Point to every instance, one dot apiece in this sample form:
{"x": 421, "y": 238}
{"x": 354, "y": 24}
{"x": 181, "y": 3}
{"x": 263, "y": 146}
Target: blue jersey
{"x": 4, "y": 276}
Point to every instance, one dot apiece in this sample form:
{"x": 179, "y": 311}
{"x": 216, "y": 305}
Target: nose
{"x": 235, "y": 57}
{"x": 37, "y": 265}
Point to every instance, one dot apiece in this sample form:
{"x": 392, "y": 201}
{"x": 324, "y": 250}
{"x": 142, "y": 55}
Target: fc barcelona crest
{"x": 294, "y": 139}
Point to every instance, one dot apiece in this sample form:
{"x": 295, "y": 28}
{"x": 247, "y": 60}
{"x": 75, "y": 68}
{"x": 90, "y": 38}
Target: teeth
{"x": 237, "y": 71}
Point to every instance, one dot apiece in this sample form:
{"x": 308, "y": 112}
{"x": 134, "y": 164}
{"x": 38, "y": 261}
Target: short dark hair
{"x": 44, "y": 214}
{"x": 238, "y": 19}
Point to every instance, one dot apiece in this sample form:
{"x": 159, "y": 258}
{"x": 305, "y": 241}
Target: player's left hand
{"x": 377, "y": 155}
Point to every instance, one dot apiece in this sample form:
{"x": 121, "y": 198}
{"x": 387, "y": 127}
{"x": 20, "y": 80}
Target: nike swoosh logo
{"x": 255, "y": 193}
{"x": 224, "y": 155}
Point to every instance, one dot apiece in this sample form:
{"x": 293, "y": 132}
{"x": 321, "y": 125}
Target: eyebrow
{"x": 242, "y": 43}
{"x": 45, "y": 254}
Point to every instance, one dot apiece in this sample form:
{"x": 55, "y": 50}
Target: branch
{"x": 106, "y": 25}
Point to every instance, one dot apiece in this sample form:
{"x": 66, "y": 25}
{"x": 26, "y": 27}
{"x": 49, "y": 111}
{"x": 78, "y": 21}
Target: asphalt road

────────────────

Directions
Transcribe the entire listing above.

Result of this task
Point to every instance, one dot apiece in this sample form:
{"x": 421, "y": 238}
{"x": 354, "y": 24}
{"x": 181, "y": 3}
{"x": 263, "y": 146}
Target: blue jersey
{"x": 4, "y": 276}
Point to every instance, one dot apiece in this sample form:
{"x": 179, "y": 311}
{"x": 216, "y": 305}
Target: nose
{"x": 235, "y": 57}
{"x": 37, "y": 265}
Point to every instance, one dot apiece in this sample form:
{"x": 392, "y": 201}
{"x": 324, "y": 250}
{"x": 142, "y": 55}
Target: fc barcelona crest
{"x": 294, "y": 139}
Point to every instance, one dot apiece in this sample form:
{"x": 295, "y": 28}
{"x": 247, "y": 60}
{"x": 75, "y": 68}
{"x": 90, "y": 38}
Target: teeth
{"x": 237, "y": 71}
Point to every instance, one dot apiece in this sample form:
{"x": 308, "y": 112}
{"x": 134, "y": 164}
{"x": 38, "y": 261}
Target: short dark hair
{"x": 44, "y": 214}
{"x": 238, "y": 19}
Point to every instance, one dot apiece in this sample form:
{"x": 159, "y": 258}
{"x": 305, "y": 241}
Target: player's left hand
{"x": 377, "y": 155}
Point to every instance, one dot apiece in this sample form:
{"x": 121, "y": 198}
{"x": 387, "y": 127}
{"x": 20, "y": 80}
Target: nike swoosh logo
{"x": 255, "y": 193}
{"x": 224, "y": 155}
Point to every instance, one dot apiece in this sample form:
{"x": 293, "y": 132}
{"x": 321, "y": 125}
Target: eyebrow
{"x": 242, "y": 43}
{"x": 45, "y": 254}
Point to every instance, one dot apiece in this sample form:
{"x": 55, "y": 50}
Target: branch
{"x": 106, "y": 25}
Point to every instance, one dot apiece in this sample form:
{"x": 66, "y": 25}
{"x": 26, "y": 27}
{"x": 49, "y": 111}
{"x": 78, "y": 21}
Target: asphalt road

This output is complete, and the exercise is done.